#### Task input

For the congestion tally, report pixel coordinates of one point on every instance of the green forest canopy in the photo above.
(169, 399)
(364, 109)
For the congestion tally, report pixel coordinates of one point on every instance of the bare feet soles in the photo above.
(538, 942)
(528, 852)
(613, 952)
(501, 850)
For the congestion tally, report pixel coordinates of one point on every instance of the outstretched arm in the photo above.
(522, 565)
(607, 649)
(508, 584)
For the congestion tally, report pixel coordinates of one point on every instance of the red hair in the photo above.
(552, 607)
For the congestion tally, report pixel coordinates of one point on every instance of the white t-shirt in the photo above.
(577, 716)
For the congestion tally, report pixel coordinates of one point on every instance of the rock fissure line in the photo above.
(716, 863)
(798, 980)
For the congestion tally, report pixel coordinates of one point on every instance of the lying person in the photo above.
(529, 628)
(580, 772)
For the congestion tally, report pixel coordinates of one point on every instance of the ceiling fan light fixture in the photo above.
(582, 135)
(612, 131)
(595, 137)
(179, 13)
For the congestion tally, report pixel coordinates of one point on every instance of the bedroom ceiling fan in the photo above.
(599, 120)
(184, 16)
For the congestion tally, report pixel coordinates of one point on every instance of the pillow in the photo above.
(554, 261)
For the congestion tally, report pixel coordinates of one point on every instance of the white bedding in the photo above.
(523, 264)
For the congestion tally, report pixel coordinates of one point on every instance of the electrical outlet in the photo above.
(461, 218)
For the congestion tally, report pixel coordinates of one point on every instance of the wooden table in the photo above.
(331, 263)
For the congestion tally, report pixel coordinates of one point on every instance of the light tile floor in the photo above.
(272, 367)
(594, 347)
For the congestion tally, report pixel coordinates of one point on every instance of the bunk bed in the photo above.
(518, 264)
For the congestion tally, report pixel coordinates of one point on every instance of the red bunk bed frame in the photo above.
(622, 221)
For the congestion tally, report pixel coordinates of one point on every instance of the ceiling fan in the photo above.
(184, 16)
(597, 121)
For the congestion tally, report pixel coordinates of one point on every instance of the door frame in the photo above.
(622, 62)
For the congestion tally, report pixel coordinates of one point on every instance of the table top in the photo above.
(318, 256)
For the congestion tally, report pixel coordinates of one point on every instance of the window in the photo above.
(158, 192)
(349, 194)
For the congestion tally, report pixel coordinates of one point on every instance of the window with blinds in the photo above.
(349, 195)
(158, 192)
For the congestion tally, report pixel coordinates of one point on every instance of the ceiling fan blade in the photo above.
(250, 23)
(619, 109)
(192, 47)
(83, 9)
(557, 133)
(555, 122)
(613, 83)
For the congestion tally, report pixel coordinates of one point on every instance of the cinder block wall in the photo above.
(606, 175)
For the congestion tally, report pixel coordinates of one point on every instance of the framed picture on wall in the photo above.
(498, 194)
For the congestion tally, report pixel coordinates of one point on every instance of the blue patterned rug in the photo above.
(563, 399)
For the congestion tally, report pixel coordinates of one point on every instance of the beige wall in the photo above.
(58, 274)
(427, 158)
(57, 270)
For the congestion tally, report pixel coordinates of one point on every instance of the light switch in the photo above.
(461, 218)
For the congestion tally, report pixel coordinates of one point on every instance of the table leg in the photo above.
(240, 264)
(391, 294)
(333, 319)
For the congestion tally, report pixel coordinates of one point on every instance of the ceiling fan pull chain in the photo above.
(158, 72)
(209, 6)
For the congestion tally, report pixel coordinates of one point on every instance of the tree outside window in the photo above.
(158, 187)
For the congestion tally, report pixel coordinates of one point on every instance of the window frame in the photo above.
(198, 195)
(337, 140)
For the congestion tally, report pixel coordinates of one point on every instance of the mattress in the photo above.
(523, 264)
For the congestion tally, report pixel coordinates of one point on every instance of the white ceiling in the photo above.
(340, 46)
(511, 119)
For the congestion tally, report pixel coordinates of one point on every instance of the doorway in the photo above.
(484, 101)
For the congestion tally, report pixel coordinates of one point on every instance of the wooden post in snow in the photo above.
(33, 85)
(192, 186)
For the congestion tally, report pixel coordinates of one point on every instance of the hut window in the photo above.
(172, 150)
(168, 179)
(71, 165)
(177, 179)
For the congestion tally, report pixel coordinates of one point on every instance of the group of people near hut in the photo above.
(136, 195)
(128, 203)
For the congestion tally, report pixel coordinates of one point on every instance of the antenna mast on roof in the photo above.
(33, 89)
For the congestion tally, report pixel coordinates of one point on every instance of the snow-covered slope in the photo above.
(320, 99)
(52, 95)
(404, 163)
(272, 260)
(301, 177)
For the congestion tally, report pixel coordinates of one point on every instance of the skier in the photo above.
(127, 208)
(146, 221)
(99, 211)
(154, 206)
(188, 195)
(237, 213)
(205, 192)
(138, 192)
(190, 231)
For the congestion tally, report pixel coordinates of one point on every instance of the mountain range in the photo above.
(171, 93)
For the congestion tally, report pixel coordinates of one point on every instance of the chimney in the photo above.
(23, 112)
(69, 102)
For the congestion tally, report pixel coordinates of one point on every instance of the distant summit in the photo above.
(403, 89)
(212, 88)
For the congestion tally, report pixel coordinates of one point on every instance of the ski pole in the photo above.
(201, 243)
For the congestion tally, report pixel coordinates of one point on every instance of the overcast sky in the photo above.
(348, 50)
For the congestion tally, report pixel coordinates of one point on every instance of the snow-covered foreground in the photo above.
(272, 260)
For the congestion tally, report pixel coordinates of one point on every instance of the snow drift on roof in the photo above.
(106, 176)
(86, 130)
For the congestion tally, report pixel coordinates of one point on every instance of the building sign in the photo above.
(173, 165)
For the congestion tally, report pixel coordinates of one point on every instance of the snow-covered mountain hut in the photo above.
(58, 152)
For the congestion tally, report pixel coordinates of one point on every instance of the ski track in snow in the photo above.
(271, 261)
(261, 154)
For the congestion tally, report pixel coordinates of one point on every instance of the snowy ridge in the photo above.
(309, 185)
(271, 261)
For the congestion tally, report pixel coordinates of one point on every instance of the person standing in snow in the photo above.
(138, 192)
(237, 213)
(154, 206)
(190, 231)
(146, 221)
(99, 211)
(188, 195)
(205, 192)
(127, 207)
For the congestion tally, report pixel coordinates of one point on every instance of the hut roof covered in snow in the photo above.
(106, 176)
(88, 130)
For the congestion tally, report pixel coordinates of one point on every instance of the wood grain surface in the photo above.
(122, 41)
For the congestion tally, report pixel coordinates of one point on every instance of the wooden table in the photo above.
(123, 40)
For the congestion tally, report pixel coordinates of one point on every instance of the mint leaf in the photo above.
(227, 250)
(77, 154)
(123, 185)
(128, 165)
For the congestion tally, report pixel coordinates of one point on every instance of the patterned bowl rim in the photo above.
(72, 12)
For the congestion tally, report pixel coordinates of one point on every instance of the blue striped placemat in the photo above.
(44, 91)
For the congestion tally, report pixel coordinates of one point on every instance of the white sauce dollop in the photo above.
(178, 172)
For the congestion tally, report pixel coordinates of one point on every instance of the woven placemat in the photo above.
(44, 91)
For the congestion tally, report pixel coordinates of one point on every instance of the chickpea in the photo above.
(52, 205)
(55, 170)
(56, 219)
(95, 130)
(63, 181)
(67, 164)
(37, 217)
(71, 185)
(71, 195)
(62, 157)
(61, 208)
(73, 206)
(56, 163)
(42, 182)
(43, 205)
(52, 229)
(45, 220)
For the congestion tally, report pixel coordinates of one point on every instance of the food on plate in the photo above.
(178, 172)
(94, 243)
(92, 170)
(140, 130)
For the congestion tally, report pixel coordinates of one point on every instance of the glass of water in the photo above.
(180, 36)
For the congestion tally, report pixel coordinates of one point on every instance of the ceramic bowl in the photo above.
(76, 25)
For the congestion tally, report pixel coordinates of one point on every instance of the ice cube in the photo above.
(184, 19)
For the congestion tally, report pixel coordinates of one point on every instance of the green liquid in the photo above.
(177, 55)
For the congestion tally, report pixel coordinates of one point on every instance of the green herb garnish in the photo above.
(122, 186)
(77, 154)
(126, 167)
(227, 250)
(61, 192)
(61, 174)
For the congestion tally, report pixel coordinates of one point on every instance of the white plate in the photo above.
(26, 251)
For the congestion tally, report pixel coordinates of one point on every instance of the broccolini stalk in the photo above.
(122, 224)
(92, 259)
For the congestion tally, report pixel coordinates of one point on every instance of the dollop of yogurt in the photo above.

########

• Prompt
Give back exactly the lines from the line containing "rim in the photo above." to the end of the entries, and no other lines.

• Response to the task
For the congestion tally, report pixel coordinates of one point on every instance of the patterned bowl rim in the photo above.
(72, 12)
For the congestion tally, report pixel coordinates of one point on every instance of the blue striped placemat in the photo above.
(44, 91)
For the congestion tally, report pixel coordinates of one point on every instance of the white sauce dollop in the photo above.
(178, 172)
For the congestion tally, report pixel coordinates of one point on every instance of the woven placemat in the photo above.
(44, 91)
For the congestion tally, report pixel coordinates of one point on every instance of the chickpea in the photo above.
(52, 205)
(55, 170)
(56, 219)
(95, 130)
(63, 181)
(67, 164)
(37, 217)
(71, 185)
(71, 195)
(62, 157)
(61, 208)
(73, 206)
(56, 163)
(42, 182)
(43, 205)
(52, 229)
(45, 220)
For the congestion tally, report pixel coordinates of one point on every instance of the food on plate in the photo above.
(178, 172)
(94, 243)
(92, 170)
(140, 130)
For the congestion tally, report pixel coordinates of one point on every instance of the glass of water in the photo above.
(180, 36)
For the congestion tally, report pixel coordinates of one point on every instance of the ceramic bowl in the photo above.
(76, 25)
For the congestion tally, report pixel coordinates of one point on every instance of the ice cube in the photo above.
(184, 19)
For the congestion tally, report pixel coordinates of one point on every instance of the green liquid in the photo above.
(177, 55)
For the congestion tally, report pixel coordinates of one point on every instance of the green herb garnish in the photo above.
(122, 186)
(77, 154)
(126, 167)
(227, 250)
(61, 192)
(61, 174)
For the congestion tally, report pixel coordinates of one point on every instance of the white plate in the photo above.
(26, 251)
For the congestion tally, report pixel coordinates of one point on every instance of the broccolini stalk in the photo above.
(122, 224)
(92, 259)
For the congestion tally, report pixel coordinates of one point on every instance of the dollop of yogurt in the photo above.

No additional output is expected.